◆ **Passage shown**:
========

On the Design of an Internetwork Layer

On the Design of an Internetwork Layer

or Replacing the Internet Protocol

Introduction

This paper examines the design of an internetwork layer with sufficient scope and flexibility to handle the needs of the growing global Internet. In particular, we design an internetwork layer that could replace the current Internet Protocol and would remain viable as the Internet's internetwork layer for the foreseeable future.

We start with the service model we expect from an internetwork layer, add some high level architectural issues for achieving a network that lasts, discuss some results that seem inevitable, and finally propose the sub-systems needed to make it all work.

Service Model

The basic service provided by an internetwork protocol layer is that of a datagram service between any and all end-points that may wish to communicate. Obviously it must have naming and addressing mechanisms suitable for the number of end-points envisioned.

More than that, we are now seeing requirements on the net that it be capable of providing more than just delivery of the packets; end-points wish more control over how their packets are delivered. These requirements are usually grouped together under the term Quality of Service and include policy routing and resource reservation. The internetwork layer needs to provide these capabilities. Ideally the policy decisions are made by a combination of policies from the source and destination.

Security is the biggest open question in the design of an internetwork layer. Radia Perlman's thesis provides guidance as to how we can protect, at the network layer, against denial of service and theft of service attacks. The question is: which security services should the internetworking layer supply?

Multicast is also a requirement. I'm not going to say much more than that, not because I don't think multicast is important or that I want to slight it, I just haven't thought about it much and will leave that work to others who have. None the less, keep multicast in mind for everything that follows.

Finally, the internetwork layer has to be able to forward the packets. Networks are getting faster and will continue to do so. The internetwork layer must keep up while also providing the quality of service and security capabilities discussed above. For example, if providing the quality of service asked requires packet classification, the internetwork layer should provide means to allow efficient implementation of classification.

Architectural Issues

In this section we cover a few architectural issues for an internetwork layer. In part these are goodness and light sorts of things, but they apply specifically to the internetwork layer we're building.

========

◆ **Written request a**:
In the paper on designing an internetwork layer, what two things are grouped under the term Quality of Service?

◆ **Data to use**:
========

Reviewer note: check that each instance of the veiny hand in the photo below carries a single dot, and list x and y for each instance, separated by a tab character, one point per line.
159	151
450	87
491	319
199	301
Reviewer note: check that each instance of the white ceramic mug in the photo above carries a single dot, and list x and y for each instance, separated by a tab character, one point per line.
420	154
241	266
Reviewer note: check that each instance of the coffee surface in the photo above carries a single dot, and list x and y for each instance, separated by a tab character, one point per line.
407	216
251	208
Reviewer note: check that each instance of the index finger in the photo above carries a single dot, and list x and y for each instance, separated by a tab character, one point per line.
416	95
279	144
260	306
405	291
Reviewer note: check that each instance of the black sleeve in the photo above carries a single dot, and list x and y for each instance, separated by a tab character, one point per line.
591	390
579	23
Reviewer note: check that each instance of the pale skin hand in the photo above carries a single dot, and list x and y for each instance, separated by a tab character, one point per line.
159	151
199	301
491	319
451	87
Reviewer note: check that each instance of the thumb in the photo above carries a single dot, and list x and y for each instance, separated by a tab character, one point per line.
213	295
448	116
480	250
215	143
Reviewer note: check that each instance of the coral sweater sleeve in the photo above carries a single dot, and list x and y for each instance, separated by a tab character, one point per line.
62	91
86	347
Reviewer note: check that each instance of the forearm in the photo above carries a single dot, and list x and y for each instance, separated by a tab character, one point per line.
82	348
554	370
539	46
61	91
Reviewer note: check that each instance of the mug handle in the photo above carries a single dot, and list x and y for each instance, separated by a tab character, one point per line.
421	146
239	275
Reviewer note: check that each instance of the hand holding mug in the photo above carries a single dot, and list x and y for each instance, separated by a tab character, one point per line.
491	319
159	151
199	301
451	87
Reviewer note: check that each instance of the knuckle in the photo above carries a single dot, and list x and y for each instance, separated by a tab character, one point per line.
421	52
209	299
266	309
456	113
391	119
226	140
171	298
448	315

========

◆ **Written request b**:
Reproduce the entries from the line with "Reviewer note: check that each instance of the index" up to and including the final line of the entries, word for word.

◆ **Complete output a**:
Policy routing and resource reservation.

◆ **Complete output b**:
Reviewer note: check that each instance of the index finger in the photo above carries a single dot, and list x and y for each instance, separated by a tab character, one point per line.
416	95
279	144
260	306
405	291
Reviewer note: check that each instance of the black sleeve in the photo above carries a single dot, and list x and y for each instance, separated by a tab character, one point per line.
591	390
579	23
Reviewer note: check that each instance of the pale skin hand in the photo above carries a single dot, and list x and y for each instance, separated by a tab character, one point per line.
159	151
199	301
491	319
451	87
Reviewer note: check that each instance of the thumb in the photo above carries a single dot, and list x and y for each instance, separated by a tab character, one point per line.
213	295
448	116
480	250
215	143
Reviewer note: check that each instance of the coral sweater sleeve in the photo above carries a single dot, and list x and y for each instance, separated by a tab character, one point per line.
62	91
86	347
Reviewer note: check that each instance of the forearm in the photo above carries a single dot, and list x and y for each instance, separated by a tab character, one point per line.
82	348
554	370
539	46
61	91
Reviewer note: check that each instance of the mug handle in the photo above carries a single dot, and list x and y for each instance, separated by a tab character, one point per line.
421	146
239	275
Reviewer note: check that each instance of the hand holding mug in the photo above carries a single dot, and list x and y for each instance, separated by a tab character, one point per line.
491	319
159	151
199	301
451	87
Reviewer note: check that each instance of the knuckle in the photo above carries a single dot, and list x and y for each instance, separated by a tab character, one point per line.
421	52
209	299
266	309
456	113
391	119
226	140
171	298
448	315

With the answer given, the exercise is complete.